Bayesian Approach
Trial Design:
The Bayesian approach provides a mathematically rigorous and principled methodology for making decisions under arbitrarily complex scenarios. It provides a powerful framework for determining optimal behavior in the face of uncertainty. The Bayesian approach is ideal for many adaptive designs because it provides a naturally sequential learning framework, and allows the efficient and transparent integration of complex clinical trial and external data and natural prediction of future events (e.g., clinical trial results).
In contrast to traditional methods, the Bayesian approach itself is very flexible. It is naturally sequential, and can create updated distributions based on the information from a trial – and can be done continuously, without constraints that traditional methods pose. Essentially doing complex adaptive trials from a traditional approach is impossible – whereas from a Bayesian perspective is quite natural and straightforward.
The flexibility of modeling is also a huge advantage in flexible designs. Bayesian methods provide a flexible, coherent, and transparent method for the creation and evaluation of disparate information. The approach has computational advantages, the ability to model early predictors and biomarkers, the ability to incorporate prediction in to trial design, combining multiple endpoints together, and synthesizing possibly related populations in to combined analyses.
Modeling and Meta-Analysis:
In addition to the advantages of using the Bayesian approach in trial design, a key strength of the Bayesian approach is hierarchical modeling. The approach is critical for evaluating the sufficiency and reliability of evidence for supporting a treatment guideline or a payers reimbursement decision—is that the degree of evidence integration or borrowing across multiple information sources is not defined a priori but, instead, depends on the consistency of evidence across the information sources. This provides a quantitative and rigorous methodology that allows firm conclusions to be drawn when the evidence is concordant and, just as important, avoids such conclusions, capturing the increased uncertainty when the heterogeneity in the information is large.

(Activity 1)
In the text on the Bayesian approach, what is named as a key strength of the Bayesian approach in modeling and meta-analysis?
(Activity 2)
Pick up the text on the Bayesian approach after its last sentence and continue it.
The records are not needed for any of this work.

(Dataset excerpts)
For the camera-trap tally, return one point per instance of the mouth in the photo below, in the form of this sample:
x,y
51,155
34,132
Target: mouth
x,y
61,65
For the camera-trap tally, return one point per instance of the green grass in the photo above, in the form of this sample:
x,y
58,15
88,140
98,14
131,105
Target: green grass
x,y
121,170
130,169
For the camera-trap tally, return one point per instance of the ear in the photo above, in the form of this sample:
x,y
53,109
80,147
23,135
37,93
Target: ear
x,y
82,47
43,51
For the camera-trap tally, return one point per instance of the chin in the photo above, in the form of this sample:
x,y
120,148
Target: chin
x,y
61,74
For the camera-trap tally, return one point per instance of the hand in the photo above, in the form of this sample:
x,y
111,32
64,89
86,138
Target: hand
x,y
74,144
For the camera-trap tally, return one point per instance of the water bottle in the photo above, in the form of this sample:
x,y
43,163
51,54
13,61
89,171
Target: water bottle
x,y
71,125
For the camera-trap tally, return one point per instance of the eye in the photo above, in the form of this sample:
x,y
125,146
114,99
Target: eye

(Expected answer 1)
Hierarchical modeling.

(Expected answer 2)
Bayesian methods allow for a formal synthesis of information from clinical trials that ask the same or related questions and are uniquely suited to comparative effectiveness research. There are three important aspects to the modeling. The first is the ability to model study-to-study heterogeneity, the second is the ability to handle indirect treatment comparisons, also called mixed treatment comparisons, and the third is the ability to model nested treatments and combinations of treatments.
Differences between trials include varying study designs, eligibility criteria, patient populations, treatment regimens, and outcome measures. Bayesian hierarchical models view the trials included in the meta-analysis as sampled from a larger population of trials. A Bayesian hierarchical model is a random effects model that explicitly accounts for trial heterogeneity and allows for “borrowing of strength” across the trials. If results of trials are similar, there will be greater borrowing of information and this will increase the precision of the estimates. If trial results differ substantially, then there will be less borrowing and appropriately increased uncertainty regarding the conclusions of the meta-analysis. The amount of borrowing across trials is not specified in advance, but is determined by the heterogeneity of the available data.